_What you are asked to do_
Convert every line of the rows below into a JSON list of strings with one string per line, omitting blank lines and the pictures.

_The data_
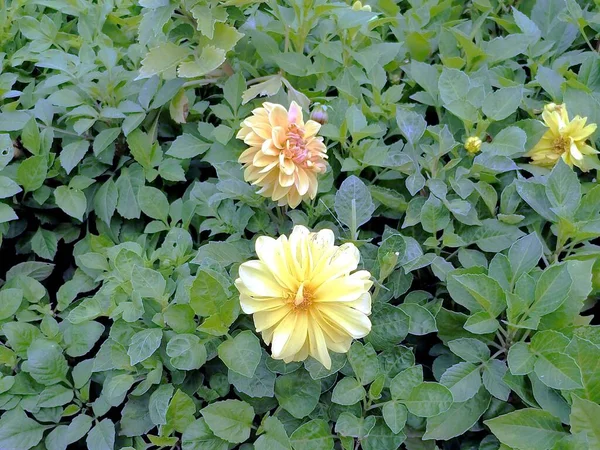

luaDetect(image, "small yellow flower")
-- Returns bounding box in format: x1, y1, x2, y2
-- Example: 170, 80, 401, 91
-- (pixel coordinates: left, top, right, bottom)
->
525, 103, 598, 172
237, 102, 327, 208
352, 0, 371, 12
235, 226, 373, 369
465, 136, 481, 154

_Finished task_
[
  "luaDetect(image, \"small yellow flower\")",
  "-- Returns bounding box in format: x1, y1, x2, y2",
  "-- Example: 170, 80, 401, 91",
  "-- (pixel coordinates: left, top, right, bottom)",
  "->",
  "525, 103, 598, 172",
  "237, 102, 327, 208",
  "352, 0, 371, 12",
  "235, 226, 373, 369",
  "465, 136, 481, 154"
]